Rows from a pointing dataset:
----

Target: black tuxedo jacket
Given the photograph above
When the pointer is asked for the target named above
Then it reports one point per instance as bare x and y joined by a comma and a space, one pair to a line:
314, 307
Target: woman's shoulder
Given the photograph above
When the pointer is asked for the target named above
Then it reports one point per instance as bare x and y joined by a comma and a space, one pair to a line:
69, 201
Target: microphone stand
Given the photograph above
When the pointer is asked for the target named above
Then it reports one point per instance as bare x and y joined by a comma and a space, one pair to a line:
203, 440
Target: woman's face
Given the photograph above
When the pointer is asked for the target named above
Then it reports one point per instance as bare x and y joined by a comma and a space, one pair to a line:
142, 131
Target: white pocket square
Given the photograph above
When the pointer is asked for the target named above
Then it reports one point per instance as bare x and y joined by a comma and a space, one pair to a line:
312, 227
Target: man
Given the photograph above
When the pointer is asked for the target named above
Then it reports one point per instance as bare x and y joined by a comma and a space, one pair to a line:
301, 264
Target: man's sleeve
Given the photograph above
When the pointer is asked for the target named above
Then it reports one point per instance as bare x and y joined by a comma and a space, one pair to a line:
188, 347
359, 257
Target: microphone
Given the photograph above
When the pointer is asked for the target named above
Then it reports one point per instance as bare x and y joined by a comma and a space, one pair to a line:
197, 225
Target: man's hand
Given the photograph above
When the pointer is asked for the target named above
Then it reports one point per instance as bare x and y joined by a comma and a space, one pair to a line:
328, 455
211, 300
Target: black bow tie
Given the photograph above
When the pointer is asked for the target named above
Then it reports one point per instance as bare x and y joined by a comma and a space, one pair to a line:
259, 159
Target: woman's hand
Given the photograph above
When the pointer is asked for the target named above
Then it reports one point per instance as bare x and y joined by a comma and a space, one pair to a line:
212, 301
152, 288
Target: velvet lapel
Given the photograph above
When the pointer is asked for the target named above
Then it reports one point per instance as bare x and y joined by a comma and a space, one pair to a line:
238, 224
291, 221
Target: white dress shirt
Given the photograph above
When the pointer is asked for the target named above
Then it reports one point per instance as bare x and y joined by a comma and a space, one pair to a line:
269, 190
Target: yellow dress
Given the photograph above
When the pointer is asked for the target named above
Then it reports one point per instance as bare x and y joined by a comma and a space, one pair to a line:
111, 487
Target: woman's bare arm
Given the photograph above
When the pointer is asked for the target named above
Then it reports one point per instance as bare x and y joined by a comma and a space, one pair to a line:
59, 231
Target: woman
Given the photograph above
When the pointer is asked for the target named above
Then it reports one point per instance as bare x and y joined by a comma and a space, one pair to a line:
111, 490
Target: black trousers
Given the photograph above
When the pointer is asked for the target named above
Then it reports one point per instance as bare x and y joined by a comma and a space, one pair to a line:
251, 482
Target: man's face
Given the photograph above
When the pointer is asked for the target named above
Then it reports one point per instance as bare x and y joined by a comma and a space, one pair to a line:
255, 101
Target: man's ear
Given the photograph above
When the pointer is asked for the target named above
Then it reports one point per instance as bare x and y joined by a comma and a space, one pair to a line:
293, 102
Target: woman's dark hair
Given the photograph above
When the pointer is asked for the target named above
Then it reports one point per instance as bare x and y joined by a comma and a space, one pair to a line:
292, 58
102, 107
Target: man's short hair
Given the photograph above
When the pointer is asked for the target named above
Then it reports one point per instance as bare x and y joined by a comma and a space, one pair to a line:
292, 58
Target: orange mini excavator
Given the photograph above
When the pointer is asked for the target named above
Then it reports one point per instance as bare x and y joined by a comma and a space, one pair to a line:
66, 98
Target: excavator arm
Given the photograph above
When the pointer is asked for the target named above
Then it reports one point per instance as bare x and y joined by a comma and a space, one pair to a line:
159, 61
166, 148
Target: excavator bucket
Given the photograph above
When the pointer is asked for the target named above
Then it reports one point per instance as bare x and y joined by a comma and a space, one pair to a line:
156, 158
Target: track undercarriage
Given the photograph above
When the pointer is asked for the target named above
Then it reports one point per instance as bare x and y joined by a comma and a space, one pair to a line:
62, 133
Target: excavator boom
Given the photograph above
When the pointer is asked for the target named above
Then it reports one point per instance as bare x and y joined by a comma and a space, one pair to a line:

----

Reproduce all of the items above verbatim, line for line.

Target: black tuxedo jacket
Given the photograph above
When the pointer is asked for the target named above
Then it reports one point per instance as bare x and y joined by a comma and a space, one pair to a line:
314, 307
Target: woman's shoulder
Given the photograph above
When the pointer is asked for the target named above
Then it reports one point per instance as bare x and y joined by a comma and a space, one pair to a line:
69, 201
Target: microphone stand
Given the photograph above
When the pointer is asked for the target named above
Then it reports one point per instance as bare x and y joined by a comma and a space, one pair to a line:
203, 440
Target: woman's face
Given the photograph above
When the pointer is asked for the target named above
Then it reports one point per instance as bare x and y joined by a comma and a space, one pair to a line:
142, 131
Target: white pocket square
Given the photograph above
When the pointer is asked for the target named above
Then it reports one point per instance as bare x and y joined by a comma and a space, one pair to a line:
312, 227
Target: man
Given the photograph above
When the pointer is asked for the target named above
Then it reports one point per instance as bare x and y joined by a comma and a space, one pair to a line:
301, 264
Target: man's sleeve
Given the photograph above
When the pointer is asked for the target named above
Then it reports one point per instance as bare x and y joined by a comma and a space, one pair to a line:
188, 347
359, 257
Target: microphone
Given the photograph above
When the pointer is asked for the target named above
Then it reports one point per instance as bare x and y joined by a comma and a space, one pair to a line:
197, 225
Target: man's hand
Given the photograph above
When the pointer is asked for the target named above
Then it reports one point per instance as bare x and y joined by a comma and a space, one pair to a line:
328, 455
211, 300
Target: black bow tie
Given the photograph above
When the pointer is asked for the target named above
Then it reports one point per instance as bare x and y joined by a comma and a space, one pair to a line:
259, 159
Target: woman's hand
Given the photograph above
When the pointer is asked for the target named above
Then it reports one point per instance as bare x and y joined by a comma and a space, one pair to a line:
212, 301
152, 288
Target: velvet lapel
Given the photograph above
When the pointer is asked for the target named above
Then it reports one point per instance as bare x and y joined by a comma and a space, one pair to a line:
238, 224
291, 221
Target: white dress shirt
Given the photograph above
When the pointer is asked for the target named above
Then it reports one point per instance as bare x and y joined by a comma and a space, one pair to a line:
269, 190
Target: yellow dress
Given the photograph above
When the pointer is asked for the target named above
Then it reports one point per instance as bare x and y joined by a comma and a space, one pair to a line:
111, 487
Target: woman's bare arm
Given the photograph above
When the pointer is asked for the target named above
Then it reports one point per instance as bare x and y joined by a comma and a space, one pair to a line:
59, 231
Target: woman
Given the photograph above
When the pointer is asked for the target named above
Then it reports one point per instance as bare x and y joined by a comma and a space, one pair to a line:
111, 490
Target: black trousers
Given the photograph above
When the pointer is asked for the target named above
Then it reports one point per instance as bare x and y joined by a comma and a space, one pair to a line:
251, 482
Target: man's face
Given the photograph above
When the pointer is asked for the target named above
Then it reports one point per instance as bare x and y joined by a comma and a space, one pair to a line:
255, 101
Target: man's ear
Given the photograph above
When the pointer is asked for the target named above
Then it reports one point per instance as bare x and y joined by a comma and a space, one pair to a line:
293, 102
Target: woman's dark hair
Given the photograph above
When the pointer is asked for the target named above
Then it reports one point per instance as bare x and y joined by a comma and a space, one pair to a line:
292, 58
102, 107
Target: man's short hair
Given the photograph above
When the pointer is asked for the target named above
Then it reports one point per instance as bare x and y joined by a comma and a space, one pair to a line:
292, 58
Target: orange mini excavator
Given the photograph above
When the pointer is asked for the target named above
Then it reports one point per instance as bare x and y joined by a comma and a space, one pair to a line:
66, 98
Target: excavator arm
Given the photograph above
When the pointer is asked for the target named above
Then it reports one point per instance as bare x and y joined by a comma and a space, one pair to a line:
159, 61
166, 148
Target: excavator bucket
Given the photograph above
When the pointer is asked for the target named above
Then it reports one point per instance as bare x and y joined by a comma and a space, one pair to a line:
156, 158
Target: track undercarriage
Given the photograph above
When the pointer is asked for the target named above
Then it reports one point per instance as bare x and y joined by a comma and a space, one pair to a line:
62, 133
Target: excavator boom
Given the photograph above
When the pointer is asked for the target named above
Then it reports one point per instance as bare x and y joined by a comma and a space, one pair to a line:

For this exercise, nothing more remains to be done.